> [Task details]:
Give again, exactly, every line of the entries below from the one that has "Target: khaki shorts" to the last.

[Records from a data source]
--- START ---
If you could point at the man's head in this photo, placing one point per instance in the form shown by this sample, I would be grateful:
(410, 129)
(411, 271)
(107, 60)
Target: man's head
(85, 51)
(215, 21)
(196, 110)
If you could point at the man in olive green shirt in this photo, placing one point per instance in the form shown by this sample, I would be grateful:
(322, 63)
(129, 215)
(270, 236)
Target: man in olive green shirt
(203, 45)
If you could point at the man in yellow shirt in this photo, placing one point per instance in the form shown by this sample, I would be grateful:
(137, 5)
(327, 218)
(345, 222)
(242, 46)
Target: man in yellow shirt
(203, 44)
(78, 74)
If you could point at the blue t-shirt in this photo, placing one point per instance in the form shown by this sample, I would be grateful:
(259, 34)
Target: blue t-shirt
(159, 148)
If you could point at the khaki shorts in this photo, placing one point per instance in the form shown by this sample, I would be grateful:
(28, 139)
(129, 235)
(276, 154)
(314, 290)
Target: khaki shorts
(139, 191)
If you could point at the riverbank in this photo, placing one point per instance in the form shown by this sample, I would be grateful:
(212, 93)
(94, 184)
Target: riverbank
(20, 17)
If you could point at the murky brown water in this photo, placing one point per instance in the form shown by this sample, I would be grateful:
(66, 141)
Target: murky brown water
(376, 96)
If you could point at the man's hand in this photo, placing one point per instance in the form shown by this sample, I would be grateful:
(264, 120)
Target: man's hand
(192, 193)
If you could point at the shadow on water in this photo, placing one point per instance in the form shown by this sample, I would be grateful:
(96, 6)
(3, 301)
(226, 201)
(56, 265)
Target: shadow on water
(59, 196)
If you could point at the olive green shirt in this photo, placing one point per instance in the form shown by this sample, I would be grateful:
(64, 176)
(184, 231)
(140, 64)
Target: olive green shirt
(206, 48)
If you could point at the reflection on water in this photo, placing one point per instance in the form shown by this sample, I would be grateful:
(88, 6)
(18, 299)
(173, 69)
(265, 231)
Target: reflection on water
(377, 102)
--- END ---
> [Response for this exercise]:
Target: khaki shorts
(139, 191)
If you could point at the riverbank in this photo, placing one point per instance in the form shown by this sample, I would be grateful:
(212, 93)
(94, 184)
Target: riverbank
(20, 17)
If you could point at the murky brown water in this photo, placing one point per instance in the form shown by this sample, I would be grateful:
(66, 141)
Target: murky brown water
(376, 96)
If you could point at the man's hand in this photo, placing one point per instance in the form shown by this sample, I would be grateful:
(264, 120)
Target: man's hand
(192, 193)
If you could point at the shadow on water in this photo, placing one point per instance in the form shown by this sample, I would be grateful:
(96, 6)
(3, 301)
(226, 201)
(56, 265)
Target: shadow on water
(59, 196)
If you could point at the olive green shirt in this photo, placing one point per instance in the form shown by this sample, I would be grateful:
(64, 176)
(184, 231)
(140, 64)
Target: olive green shirt
(206, 48)
If you could point at the reflection on water in this photo, placing one point per instance in the form shown by this sample, I would be grateful:
(88, 6)
(18, 299)
(173, 69)
(265, 231)
Target: reflection on water
(377, 102)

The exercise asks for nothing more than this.